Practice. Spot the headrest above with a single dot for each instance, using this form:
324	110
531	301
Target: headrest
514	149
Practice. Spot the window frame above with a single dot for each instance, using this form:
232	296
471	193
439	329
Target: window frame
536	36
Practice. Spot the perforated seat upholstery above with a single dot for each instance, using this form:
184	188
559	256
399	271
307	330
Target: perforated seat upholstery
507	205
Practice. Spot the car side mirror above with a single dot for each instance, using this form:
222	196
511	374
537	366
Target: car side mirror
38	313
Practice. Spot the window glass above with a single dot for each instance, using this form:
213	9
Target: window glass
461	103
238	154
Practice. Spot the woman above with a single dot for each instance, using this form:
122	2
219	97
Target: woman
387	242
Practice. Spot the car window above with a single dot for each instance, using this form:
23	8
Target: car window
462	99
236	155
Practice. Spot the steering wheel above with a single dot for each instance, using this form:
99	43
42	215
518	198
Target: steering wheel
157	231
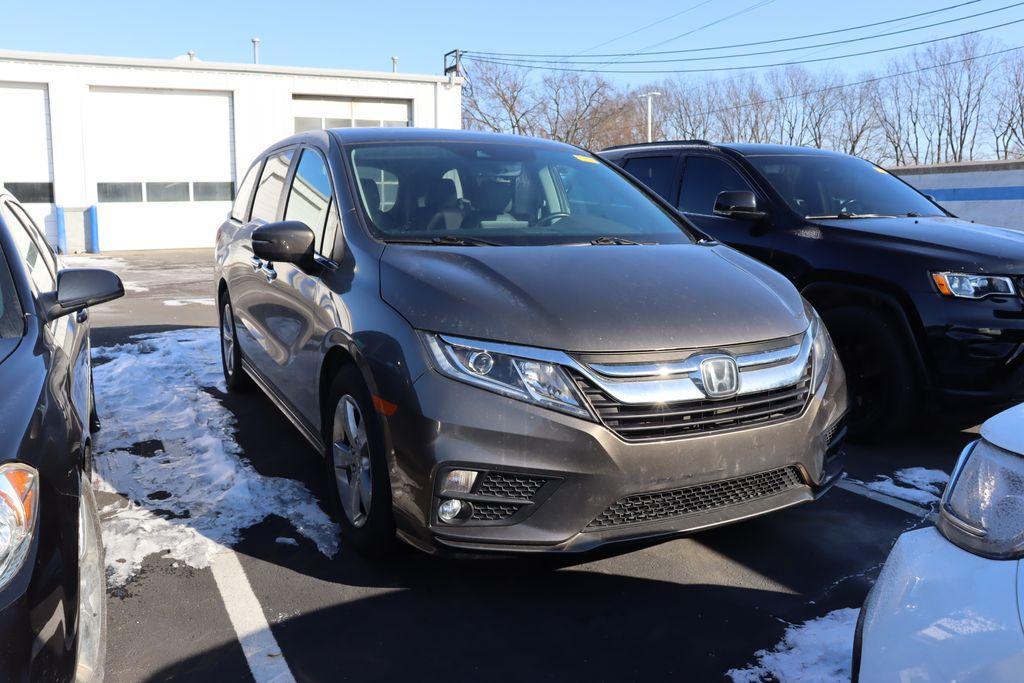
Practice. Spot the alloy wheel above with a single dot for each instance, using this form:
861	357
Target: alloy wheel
350	454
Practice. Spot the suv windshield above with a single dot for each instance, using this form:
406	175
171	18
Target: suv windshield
819	186
503	194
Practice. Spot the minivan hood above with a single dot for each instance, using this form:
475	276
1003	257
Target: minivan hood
592	298
955	243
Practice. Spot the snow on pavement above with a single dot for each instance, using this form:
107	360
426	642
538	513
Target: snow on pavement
168	446
818	650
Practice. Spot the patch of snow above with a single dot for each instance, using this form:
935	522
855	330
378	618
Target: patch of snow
817	650
203	301
190	493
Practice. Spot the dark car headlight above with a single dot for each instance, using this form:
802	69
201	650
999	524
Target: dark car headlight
983	506
532	380
18	502
967	286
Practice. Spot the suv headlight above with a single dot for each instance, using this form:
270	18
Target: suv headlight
966	286
18	501
983	506
526	379
822	350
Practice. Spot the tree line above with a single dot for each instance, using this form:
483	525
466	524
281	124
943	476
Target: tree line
951	101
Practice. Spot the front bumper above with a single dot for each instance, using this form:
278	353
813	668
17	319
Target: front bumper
443	424
939	613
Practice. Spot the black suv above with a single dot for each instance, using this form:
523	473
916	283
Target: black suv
922	305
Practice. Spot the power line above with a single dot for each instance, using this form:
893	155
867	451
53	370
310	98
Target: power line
745	67
776	51
865	81
724	47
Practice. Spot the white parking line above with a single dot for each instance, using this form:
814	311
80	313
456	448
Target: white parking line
262	653
891	501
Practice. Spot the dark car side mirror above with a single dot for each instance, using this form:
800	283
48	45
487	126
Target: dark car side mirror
740	204
80	288
286	242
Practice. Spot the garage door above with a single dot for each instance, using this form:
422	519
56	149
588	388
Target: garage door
26	166
161	164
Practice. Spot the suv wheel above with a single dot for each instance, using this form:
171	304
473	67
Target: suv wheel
880	372
356	466
230	354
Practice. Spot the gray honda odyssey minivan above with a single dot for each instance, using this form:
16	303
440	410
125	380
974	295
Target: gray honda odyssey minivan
505	343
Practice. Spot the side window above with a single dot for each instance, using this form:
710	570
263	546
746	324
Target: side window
39	272
655	172
240	210
309	199
704	178
271	181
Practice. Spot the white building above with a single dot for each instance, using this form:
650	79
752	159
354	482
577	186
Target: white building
158	145
990	193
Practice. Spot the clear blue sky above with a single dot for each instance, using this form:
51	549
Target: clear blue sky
365	35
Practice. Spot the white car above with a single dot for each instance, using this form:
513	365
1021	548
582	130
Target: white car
947	605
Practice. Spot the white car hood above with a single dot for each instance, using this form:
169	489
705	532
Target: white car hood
1007	430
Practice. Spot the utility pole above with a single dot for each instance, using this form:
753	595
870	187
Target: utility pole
650	112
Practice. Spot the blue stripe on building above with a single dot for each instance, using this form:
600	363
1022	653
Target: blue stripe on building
976	194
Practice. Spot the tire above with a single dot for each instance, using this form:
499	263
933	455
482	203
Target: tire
356	467
883	385
230	355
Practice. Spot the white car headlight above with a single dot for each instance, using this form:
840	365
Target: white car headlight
526	379
967	286
822	350
18	501
983	506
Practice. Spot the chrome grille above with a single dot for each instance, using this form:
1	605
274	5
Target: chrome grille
704	498
649	422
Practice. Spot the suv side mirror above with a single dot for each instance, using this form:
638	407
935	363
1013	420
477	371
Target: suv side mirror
740	204
80	288
286	242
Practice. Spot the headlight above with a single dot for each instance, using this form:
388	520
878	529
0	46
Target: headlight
822	350
18	499
526	379
983	506
965	286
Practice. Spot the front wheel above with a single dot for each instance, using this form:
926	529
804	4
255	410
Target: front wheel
880	372
356	466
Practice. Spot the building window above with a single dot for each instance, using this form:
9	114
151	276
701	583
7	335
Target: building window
167	191
119	191
213	191
32	193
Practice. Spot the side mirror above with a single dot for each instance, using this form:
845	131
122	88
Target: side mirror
80	288
286	242
740	204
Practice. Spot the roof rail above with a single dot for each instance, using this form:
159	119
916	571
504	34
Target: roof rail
659	142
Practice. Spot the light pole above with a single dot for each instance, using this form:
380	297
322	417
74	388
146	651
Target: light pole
650	111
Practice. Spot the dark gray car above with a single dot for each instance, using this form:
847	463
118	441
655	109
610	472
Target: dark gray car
503	343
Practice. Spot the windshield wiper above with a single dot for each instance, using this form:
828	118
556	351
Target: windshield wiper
449	241
606	240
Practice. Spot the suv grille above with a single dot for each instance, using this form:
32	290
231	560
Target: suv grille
702	498
660	421
507	484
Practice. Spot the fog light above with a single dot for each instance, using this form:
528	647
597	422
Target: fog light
460	481
449	510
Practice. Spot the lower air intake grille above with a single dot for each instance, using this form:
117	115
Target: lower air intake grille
507	484
662	421
704	498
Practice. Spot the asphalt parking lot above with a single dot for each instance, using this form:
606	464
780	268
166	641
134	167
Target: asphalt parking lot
214	531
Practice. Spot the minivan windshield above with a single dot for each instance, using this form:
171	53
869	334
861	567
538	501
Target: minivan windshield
834	186
467	194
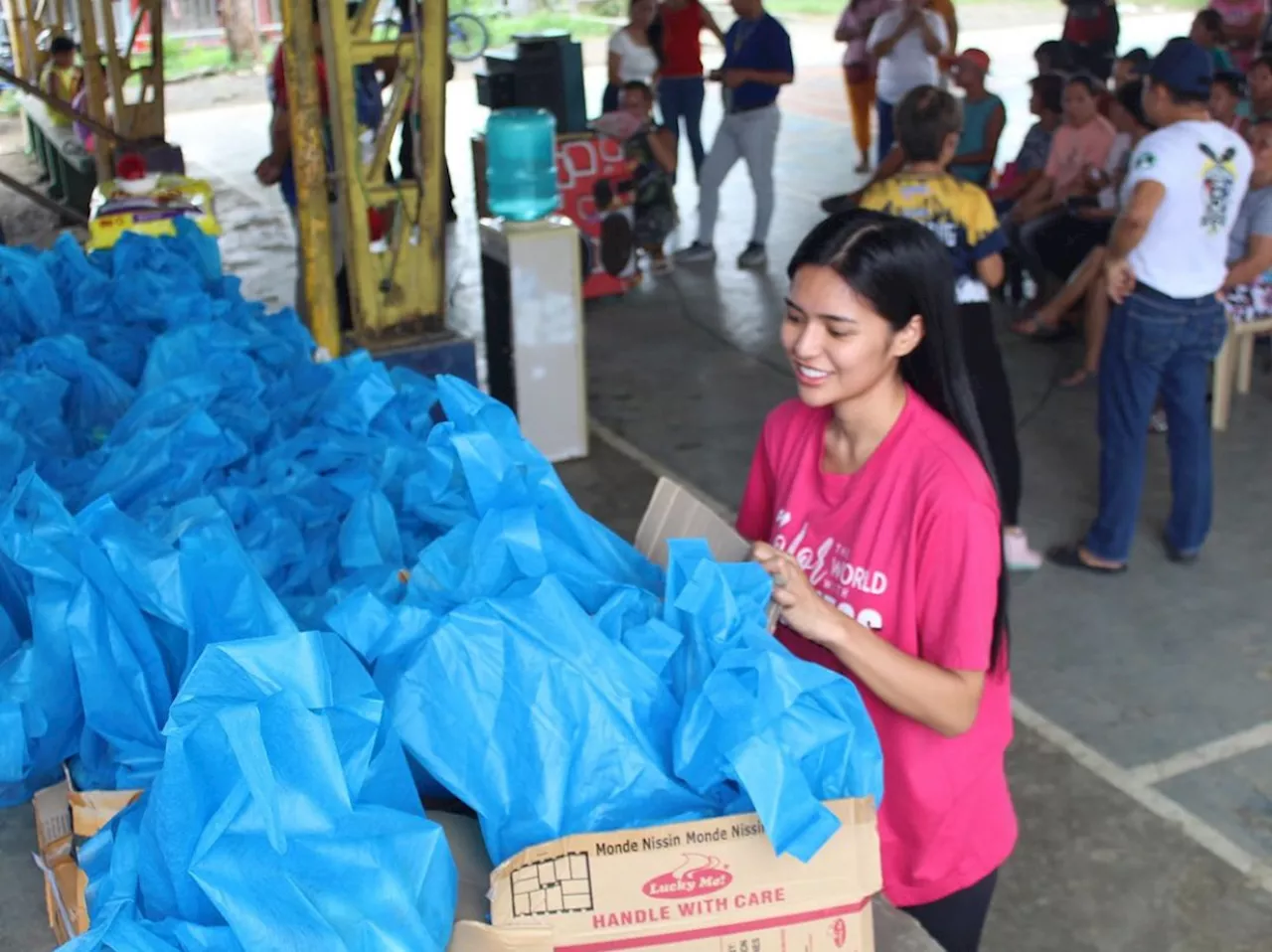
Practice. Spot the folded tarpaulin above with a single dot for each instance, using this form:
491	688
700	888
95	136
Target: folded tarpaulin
284	817
761	729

**Exercise:** Drop the pictures and reproduce the rest of the entries above exactly.

**Written solution:**
Practice. Spot the headrest above with a single dot for each instance, using this form:
324	110
531	301
Target: headrest
514	149
Practice. Spot the window frame above with a single dot for each instance, using this form:
232	296
471	193
439	329
Target: window frame
536	36
Practice. Spot the perforated seat upholstery above with a single dot for each instance, using this form:
184	188
559	256
399	271
307	330
Target: perforated seat upholstery
507	205
Practice. Spot the car side mirror above with a single dot for each instance, using this form:
222	196
511	374
537	366
Target: car side mirror
38	313
Practice. Spot the window glass above with a single dot for each instance, using this form:
213	9
Target: window glass
461	103
238	154
Practice. Spot the woman above with a single dot for each instance, using this form:
122	2
219	97
Target: woman
387	242
Practice. Spot the car window above with a single dot for each instance, using this form:
23	8
Target: car window
462	99
236	155
Practice. Spot the steering wheel above with a single dot for each instance, using this form:
99	43
42	215
518	198
Target: steering wheel
157	231
Practice. Spot the alloy wheel above with a single dot for each instance, using this form:
861	357
Target: alloy wheel
350	454
Practice. Spot the suv windshield above with a single dot for each instance, using this form:
406	175
171	18
Target: suv windshield
819	186
503	194
Practice. Spot the minivan hood above with a single dot for each instance, using this form:
475	276
1003	257
Target: minivan hood
592	298
955	243
Practice. Spot the snow on pavement above with a single dot for each instance, using this form:
107	360
426	642
538	513
Target: snow on pavement
168	446
818	650
Practice. Spot the patch of snow above with a single dot for each instance, using this form:
935	522
855	330
378	618
Target: patch of snow
817	650
203	301
190	493
Practice. Spot the dark car headlight above with a single dot for each instance, using this form:
802	69
201	650
999	524
Target: dark car headlight
983	506
532	380
18	502
967	286
Practice. Spot the suv headlight above with a single dot for each instance, using this form:
270	18
Target: suv headlight
966	286
18	501
983	506
526	379
822	350
Practice. Spot the tree line above with a single dot for each instance, using this form:
483	525
466	524
281	124
943	476
Target: tree line
951	101
Practice. Spot the front bumper above with a single dot for each instance, using this form:
278	353
813	668
17	319
Target: front bumper
443	424
939	613
Practice. Spot the black suv above with a single dot for each instance, using this form:
523	473
916	283
Target: black suv
922	305
Practice. Spot the power line above with a single dot for each instance, using this form:
893	155
867	451
53	370
310	98
Target: power line
745	67
776	51
865	81
724	47
Practice. Spot the white parking line above with a single dot for each instance, using this form:
814	311
80	313
456	448
Target: white parking line
262	653
891	501
Practice. Spot the dark car side mirror above with a single dot for each instance, using this form:
800	283
48	45
487	126
Target: dark car side mirror
740	204
80	288
286	242
Practice. Spot the garage door above with a single dot for each instance, using this form:
422	519
56	149
588	388
Target: garage door
26	166
161	164
Practice. Spot the suv wheel above with a single dot for each instance, using this form:
171	304
473	67
Target: suv wheel
880	372
356	466
230	354
Practice. Spot the gray honda odyssey minivan above with a single dot for each instance, using this form:
16	303
440	410
125	380
974	295
Target: gray honda odyssey minivan
505	343
Practice. Spot the side window above with a single dot for each instance, using this form:
710	570
263	546
746	324
Target: side window
39	272
655	172
240	210
309	199
704	178
271	181
Practice. Spot the white building above with a single dot for each instance, using this form:
650	79
752	159
354	482
577	186
Target: white building
158	145
990	193
Practice. Spot the clear blue sky above with a single dot for each instance, using this form:
51	549
Target: clear blue sky
365	35
Practice. Spot the white car above with a single dot for each instance, using this form:
513	365
1021	548
582	130
Target: white car
947	605
Practice. Spot the white car hood above with a single dot for each instance, using this form:
169	489
705	532
Target: white car hood
1007	430
Practice. Spot the utility pole above with a single dot for each instance, using this form:
753	595
870	187
Target: utility pole
650	112
Practice. Spot the blue stripe on building above with a single dot for each instance, using this form:
600	363
1022	653
Target: blue stripe on building
976	194
Practice. Spot the tire above with a single dot for each instance, using this form:
499	263
933	455
482	203
Target: tire
356	467
883	385
230	355
Practice. Spot the white car headlight above with a single dot for each instance, using this form:
840	365
Target: white car headlight
526	379
967	286
822	350
18	501
983	506
Practice. Spot the chrome grille above with a single dot for each instance, using this form:
1	605
274	5
Target: chrome grille
704	498
649	422
Practice. Spot the suv side mirror above with a single dot for each instance, using this form:
638	407
935	363
1013	420
477	371
Target: suv side mirror
740	204
80	288
286	242
Practice. Spot the headlight above with a single dot for each instance, using this form:
388	520
878	529
0	46
Target: headlight
822	350
18	499
526	379
983	506
965	286
Practice. Spot the front wheel above with a single dot for each instance, using this form:
926	529
804	4
255	410
Target: front wheel
880	372
356	466
Practice. Spot the building window above with a single dot for each instance, using this form:
9	114
151	276
701	583
7	335
Target: building window
167	191
119	191
213	191
32	193
Practice. Spot the side mirror above with a single dot for each instance, using this form:
845	131
122	88
Target: side mirror
80	288
286	242
740	204
Practice. Spot the roof rail above with a single dot for each instance, using this form:
159	119
916	571
504	34
Target: roof rail
659	142
Practice. Spot the light pole above with a single dot for each instance, using this form:
380	297
322	417
74	388
146	651
Target: light pole
650	111
Practice. Spot the dark gray car above with a single dot for each instance, using this form:
847	463
118	441
655	109
610	472
Target: dark gray car
503	343
Practice. Spot the windshield wiper above with a single dot for each instance, using this form:
828	118
556	351
Target: windshield wiper
449	241
606	240
Practice. Spot the suv grille above with a single dot for each instance, using this form:
32	290
231	560
Target: suv grille
702	498
660	421
507	484
Practice. Spot the fog light above with a single dot for each instance, using this form:
528	647
597	422
Target: fog light
460	481
449	510
Practice. Spot the lower air intake grille above with a single dot for each instance, using this form:
117	115
Target: lower air intake grille
507	484
662	421
704	498
Practice. Spot the asphalt parking lot above with a single dot for each instance, using this form:
606	464
780	268
166	641
134	167
Target: asphalt parking lot
214	531
Practice. Spot the minivan windshield above with a single dot for each instance, using this form:
171	53
869	334
861	567
538	501
Target: minivan windshield
834	186
467	194
Practice. Spot the folded tarpaulin above with a single dot for each instance, using this form:
491	688
700	888
95	136
Target: folded tarpaulin
284	817
761	729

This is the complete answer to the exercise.